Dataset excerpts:
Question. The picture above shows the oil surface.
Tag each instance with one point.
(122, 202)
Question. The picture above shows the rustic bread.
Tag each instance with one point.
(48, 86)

### ASSIGNMENT
Each record above is to be reproduced exactly, in full.

### SOLVED PROBLEM
Question. The picture above shows the oil surface.
Tag each instance with one point.
(122, 202)
Question. The picture above shows the rustic bread.
Tag each instance with one point.
(48, 86)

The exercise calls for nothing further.